EXERCISE DIRECTIONS>
Every entry below must be repeated exactly; skip the pictures.

=-=-=-=-=

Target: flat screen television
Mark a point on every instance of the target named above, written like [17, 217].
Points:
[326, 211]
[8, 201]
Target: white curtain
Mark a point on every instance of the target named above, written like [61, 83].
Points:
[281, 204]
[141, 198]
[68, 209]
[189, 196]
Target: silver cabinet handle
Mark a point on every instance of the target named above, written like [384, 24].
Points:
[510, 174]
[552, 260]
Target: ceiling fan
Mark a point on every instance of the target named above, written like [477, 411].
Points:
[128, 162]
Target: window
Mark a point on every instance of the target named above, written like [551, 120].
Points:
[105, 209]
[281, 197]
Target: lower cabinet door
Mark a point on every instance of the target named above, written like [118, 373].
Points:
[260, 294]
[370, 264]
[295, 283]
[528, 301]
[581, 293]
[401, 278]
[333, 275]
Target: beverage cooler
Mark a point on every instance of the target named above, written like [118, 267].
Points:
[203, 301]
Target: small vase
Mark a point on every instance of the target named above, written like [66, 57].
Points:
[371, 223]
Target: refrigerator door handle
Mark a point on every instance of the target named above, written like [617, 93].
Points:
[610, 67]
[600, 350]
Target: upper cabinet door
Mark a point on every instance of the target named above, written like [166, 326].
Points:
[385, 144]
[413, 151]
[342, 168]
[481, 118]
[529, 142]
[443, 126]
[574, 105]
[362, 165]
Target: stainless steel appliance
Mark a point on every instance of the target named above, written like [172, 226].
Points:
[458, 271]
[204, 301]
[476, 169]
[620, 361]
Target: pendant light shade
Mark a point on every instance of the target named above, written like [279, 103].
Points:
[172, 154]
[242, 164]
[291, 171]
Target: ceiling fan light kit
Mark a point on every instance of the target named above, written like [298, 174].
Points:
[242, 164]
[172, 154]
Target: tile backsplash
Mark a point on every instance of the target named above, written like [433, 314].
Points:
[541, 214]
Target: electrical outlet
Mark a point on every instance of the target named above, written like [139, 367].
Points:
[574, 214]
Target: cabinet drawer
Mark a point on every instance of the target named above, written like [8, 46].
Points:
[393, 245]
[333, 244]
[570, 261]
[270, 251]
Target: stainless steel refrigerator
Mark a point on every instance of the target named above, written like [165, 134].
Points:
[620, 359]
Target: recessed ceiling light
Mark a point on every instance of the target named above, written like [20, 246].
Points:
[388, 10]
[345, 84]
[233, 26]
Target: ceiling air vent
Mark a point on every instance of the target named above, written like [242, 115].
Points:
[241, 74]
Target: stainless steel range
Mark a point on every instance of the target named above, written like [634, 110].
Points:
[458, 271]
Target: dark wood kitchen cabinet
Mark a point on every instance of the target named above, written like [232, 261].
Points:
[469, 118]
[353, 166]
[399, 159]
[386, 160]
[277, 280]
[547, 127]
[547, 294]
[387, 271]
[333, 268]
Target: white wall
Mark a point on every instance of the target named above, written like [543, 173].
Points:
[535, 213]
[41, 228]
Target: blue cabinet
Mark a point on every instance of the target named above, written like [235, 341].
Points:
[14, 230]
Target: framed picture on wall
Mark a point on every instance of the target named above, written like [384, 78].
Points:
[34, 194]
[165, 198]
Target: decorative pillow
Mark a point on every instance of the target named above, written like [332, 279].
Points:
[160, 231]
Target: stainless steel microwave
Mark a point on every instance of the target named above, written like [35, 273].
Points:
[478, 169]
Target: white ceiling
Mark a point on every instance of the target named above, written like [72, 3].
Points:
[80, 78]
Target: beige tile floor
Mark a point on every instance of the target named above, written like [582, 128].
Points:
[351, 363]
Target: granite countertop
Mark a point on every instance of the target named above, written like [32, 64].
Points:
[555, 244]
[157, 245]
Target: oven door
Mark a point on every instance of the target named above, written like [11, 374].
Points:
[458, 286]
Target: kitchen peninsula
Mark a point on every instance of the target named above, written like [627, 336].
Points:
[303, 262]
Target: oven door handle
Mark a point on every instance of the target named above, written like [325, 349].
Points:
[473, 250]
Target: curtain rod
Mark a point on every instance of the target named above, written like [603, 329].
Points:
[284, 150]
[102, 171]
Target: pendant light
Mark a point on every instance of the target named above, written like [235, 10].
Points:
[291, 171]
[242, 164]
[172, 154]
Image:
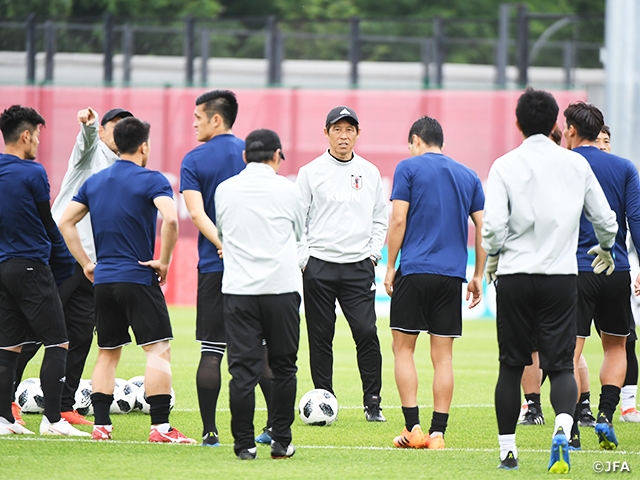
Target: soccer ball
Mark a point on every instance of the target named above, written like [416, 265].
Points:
[29, 396]
[83, 398]
[141, 397]
[124, 397]
[318, 407]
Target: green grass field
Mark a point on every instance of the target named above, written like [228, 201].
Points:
[350, 448]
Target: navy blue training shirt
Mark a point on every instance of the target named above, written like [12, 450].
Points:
[619, 180]
[123, 219]
[203, 169]
[442, 193]
[23, 183]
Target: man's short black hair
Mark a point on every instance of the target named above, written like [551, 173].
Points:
[129, 133]
[537, 112]
[16, 119]
[222, 102]
[587, 119]
[429, 130]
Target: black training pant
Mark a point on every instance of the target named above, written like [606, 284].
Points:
[353, 285]
[249, 319]
[76, 294]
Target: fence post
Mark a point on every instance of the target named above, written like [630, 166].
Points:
[271, 51]
[31, 48]
[50, 49]
[502, 49]
[523, 45]
[107, 48]
[426, 47]
[438, 47]
[127, 52]
[568, 57]
[204, 55]
[354, 49]
[189, 50]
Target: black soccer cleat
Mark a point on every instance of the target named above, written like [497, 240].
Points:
[280, 451]
[586, 418]
[509, 463]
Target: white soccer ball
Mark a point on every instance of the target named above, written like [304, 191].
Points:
[318, 407]
[29, 396]
[124, 397]
[83, 398]
[141, 397]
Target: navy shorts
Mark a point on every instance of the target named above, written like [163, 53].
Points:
[30, 307]
[605, 300]
[122, 305]
[427, 303]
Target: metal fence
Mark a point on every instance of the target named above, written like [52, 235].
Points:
[514, 37]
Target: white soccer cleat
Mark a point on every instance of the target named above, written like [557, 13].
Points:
[60, 428]
[630, 415]
[14, 428]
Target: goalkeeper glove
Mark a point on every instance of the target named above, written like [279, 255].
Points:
[604, 260]
[490, 268]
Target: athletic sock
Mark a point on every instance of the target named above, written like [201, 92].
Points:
[411, 417]
[101, 403]
[439, 422]
[8, 364]
[609, 398]
[208, 382]
[628, 395]
[160, 405]
[507, 444]
[54, 366]
[565, 421]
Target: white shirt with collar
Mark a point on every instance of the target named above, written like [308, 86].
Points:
[89, 155]
[535, 195]
[345, 208]
[259, 216]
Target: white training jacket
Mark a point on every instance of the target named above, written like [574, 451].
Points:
[345, 208]
[89, 155]
[535, 195]
[260, 218]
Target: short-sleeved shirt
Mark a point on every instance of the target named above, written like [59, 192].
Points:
[442, 193]
[618, 178]
[202, 170]
[123, 218]
[23, 184]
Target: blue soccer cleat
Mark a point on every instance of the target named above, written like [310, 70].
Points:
[606, 434]
[559, 460]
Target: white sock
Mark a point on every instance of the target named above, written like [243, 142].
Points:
[507, 444]
[565, 421]
[628, 395]
[162, 428]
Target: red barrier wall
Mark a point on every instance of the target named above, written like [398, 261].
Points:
[479, 126]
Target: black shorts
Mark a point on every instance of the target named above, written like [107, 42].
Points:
[120, 305]
[537, 310]
[427, 303]
[210, 327]
[30, 307]
[605, 300]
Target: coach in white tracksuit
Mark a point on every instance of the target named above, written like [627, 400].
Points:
[346, 224]
[93, 151]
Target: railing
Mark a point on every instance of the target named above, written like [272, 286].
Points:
[499, 41]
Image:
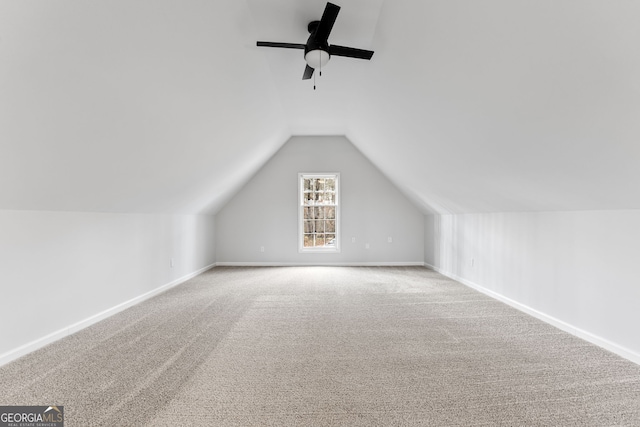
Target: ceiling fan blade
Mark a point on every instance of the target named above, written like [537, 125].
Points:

=-=-=-=-=

WRITTEN ANSWER>
Target: flat screen television
Mark a point on every instance of the target named above, written like [17, 217].
Points:
[326, 211]
[8, 201]
Target: white curtain
Mark a point on every instance of the target named above, written like [61, 83].
Points:
[281, 204]
[141, 198]
[68, 209]
[189, 196]
Target: silver cabinet handle
Mark a point on every instance of the target named above, written like [384, 24].
Points:
[510, 174]
[552, 260]
Target: ceiling fan
Mark a point on every instance of the target named above, written like [477, 411].
Points:
[128, 162]
Target: window
Mark a point on every instance of the target named above, written like [551, 120].
Points:
[105, 209]
[281, 197]
Target: lower cabinet door
Mark a point on every instance of the target named above, written like [118, 373].
Points:
[260, 294]
[370, 264]
[295, 283]
[528, 301]
[581, 293]
[401, 278]
[333, 275]
Target: beverage cooler
Mark a point on every instance of the target named above, written like [118, 267].
Points:
[203, 301]
Target: small vase
Mark a point on every instance of the target named above, written like [66, 57].
Points:
[371, 223]
Target: refrigerator door handle
Mark a point on every instance of the target named above, written like [617, 93].
Points:
[610, 67]
[600, 350]
Target: upper cabinet door
Mark a point on every instance of the target named above, written like [166, 326].
Points:
[385, 144]
[413, 151]
[342, 168]
[481, 118]
[529, 142]
[443, 126]
[574, 105]
[362, 165]
Target: stainless steel appliance
Mark a point on every instance of the target named above, written like [172, 226].
Points:
[458, 271]
[204, 301]
[476, 169]
[620, 361]
Target: pendant light shade
Mark a point on every instance of the target named above, written like [279, 103].
Points:
[172, 154]
[242, 164]
[291, 171]
Target: ceiling fan light kit
Mark a point on every instance of the target named above, written like [298, 174].
Points:
[242, 164]
[172, 154]
Target: tile backsplash
Mark a point on every instance of the target named above, written like [433, 314].
Points:
[541, 214]
Target: electrical outlet
Mark a point on every instance of the target named above, written like [139, 367].
Points:
[574, 214]
Target: cabinet drawer
Mark a point on every instance of the target named above, written like [8, 46].
Points:
[393, 245]
[333, 244]
[570, 261]
[270, 251]
Target: stainless steel refrigerator
Mark a point on every instance of the target named above, written like [165, 134].
Points:
[620, 359]
Target: recessed ceiling light
Mark a point on every instance of the target named above, written like [20, 246].
Points:
[388, 10]
[345, 84]
[233, 26]
Target: ceiling air vent
Mark a point on every instance of the target named above, written like [242, 115].
Points:
[241, 74]
Target: stainless steel range
Mark a point on every instance of the target named above, written like [634, 110].
Points:
[458, 271]
Target: dark wood kitchen cabinet
Mark a point on every instance of the target named above, written like [232, 261].
Points:
[469, 118]
[353, 166]
[399, 159]
[386, 160]
[277, 280]
[547, 127]
[547, 294]
[387, 271]
[333, 268]
Target: white wall
Mark a point on every instance of the target named above, written like [543, 173].
Points:
[535, 213]
[41, 228]
Target: blue cabinet
Mark a point on every instance of the target named above, written like [235, 341].
Points:
[14, 230]
Target: framed picture on wall
Mark a point on every instance of the target named above, written like [384, 78].
Points:
[34, 194]
[165, 198]
Target: decorative pillow
Mark a point on every instance of the target named above, written like [332, 279].
Points:
[160, 231]
Target: stainless steel microwave
Mark a point on every instance of the target named above, written like [35, 273].
Points:
[478, 169]
Target: white ceiling
Mark a point on every instance of the target named above, written like [72, 3].
Points:
[80, 78]
Target: beige tile floor
Mark a point on every instance of the target named above, written like [582, 128].
Points:
[351, 363]
Target: granite countertop
Mark a point on every instance of the target named above, written like [32, 64].
Points:
[555, 244]
[157, 245]
Target: oven door
Mark a point on every instance of the target named above, written like [11, 374].
Points:
[458, 286]
Target: kitchen peninsula
Mark a point on every instance of the target named above, written like [627, 336].
Points:
[303, 262]
Target: oven door handle
Mark a point on every instance of the target named above, written like [325, 349].
Points:
[473, 250]
Target: curtain rod
Mark a point on every instance of the target named above, written like [603, 329].
Points:
[284, 150]
[102, 171]
Target: pendant light
Mark a point on every instance of the target named above, written like [235, 10].
Points:
[291, 171]
[242, 164]
[172, 154]
Image:
Target: soccer ball
Mark a point on every instance of the target named above, written like [416, 265].
Points:
[29, 396]
[83, 398]
[141, 397]
[124, 397]
[318, 407]
Target: green grass field
Mark a point on every instance of the target named above, written like [228, 201].
Points:
[350, 448]
Target: navy blue training shirt
Mark a point on every instance of the target named above, written like [12, 450].
Points:
[619, 180]
[123, 219]
[203, 169]
[442, 193]
[23, 183]
Target: man's short black hair
Mark a point on every instance of the target named above, written like [551, 173].
Points:
[129, 133]
[537, 112]
[16, 119]
[222, 102]
[587, 119]
[429, 130]
Target: black training pant
Mark a point on every instance of the target named above, written like [606, 284].
Points:
[353, 285]
[249, 319]
[76, 294]
Target: fence post
Mark a point on every instance of the target named above, written like [630, 166].
Points:
[271, 51]
[31, 48]
[50, 49]
[502, 49]
[523, 45]
[107, 48]
[426, 47]
[438, 47]
[127, 52]
[568, 57]
[204, 55]
[354, 49]
[189, 50]
Target: black soccer cleat
Mark a point on every instance of the target named above, written like [497, 240].
Points:
[280, 451]
[586, 418]
[509, 463]
Target: white soccer ball
Mark a point on every instance of the target named above, written like [304, 191].
Points:
[318, 407]
[29, 396]
[124, 397]
[83, 398]
[141, 397]
Target: navy shorts
Mark a point on every instance of the target named above, written like [163, 53].
Points:
[30, 307]
[605, 300]
[122, 305]
[427, 303]
Target: metal fence
Mark a point on every instance of the target named above, written like [52, 235].
Points:
[514, 37]
Target: white soccer cleat
Mark a point on every instance of the target named above, written like [557, 13].
Points:
[60, 428]
[630, 415]
[14, 428]
Target: goalkeeper glove
Mark a point on every instance of the target named above, written like [279, 255].
Points:
[604, 260]
[490, 268]
Target: athletic sock
Mark a point on every instance of the target named above, written like [201, 92].
Points:
[411, 417]
[101, 403]
[439, 422]
[8, 364]
[609, 398]
[208, 382]
[628, 395]
[160, 405]
[507, 444]
[54, 366]
[565, 421]
Target: white shirt with collar
Mark a point on every instance of the target named above, written like [308, 86].
Points:
[89, 155]
[535, 195]
[345, 208]
[259, 216]
Target: white training jacket
Mark a point on every instance of the target named above, written like [574, 451].
Points:
[345, 208]
[89, 155]
[535, 195]
[260, 218]
Target: short-sleeved shirt
Mark a point on every instance of the target named above, written like [59, 192].
Points:
[442, 193]
[618, 178]
[202, 170]
[123, 218]
[23, 184]
Target: blue soccer cleat
Mark a point on every instance of the target named above, written like [310, 70].
Points:
[606, 434]
[559, 460]
Target: white sock
Mark a point on every instance of the target named above, written like [243, 142].
Points:
[507, 444]
[565, 421]
[628, 395]
[162, 428]
Target: red barrier wall
Mark a point on every instance of the target named above, written like [398, 261].
Points:
[479, 126]
Target: black shorts
Mark a point on every instance of the target named above, written like [107, 42].
Points:
[120, 305]
[537, 310]
[427, 303]
[210, 327]
[30, 307]
[605, 300]
Target: coach in white tracksuit
Mark a point on every instance of the target named above, written like [627, 400].
Points:
[346, 224]
[93, 151]
Target: railing
Mark a point on every instance of the target named above, written like [272, 286].
Points:
[499, 41]
Image:
Target: ceiling fan blade
Mark a point on every instance of the target named above, written like [537, 125].
Points:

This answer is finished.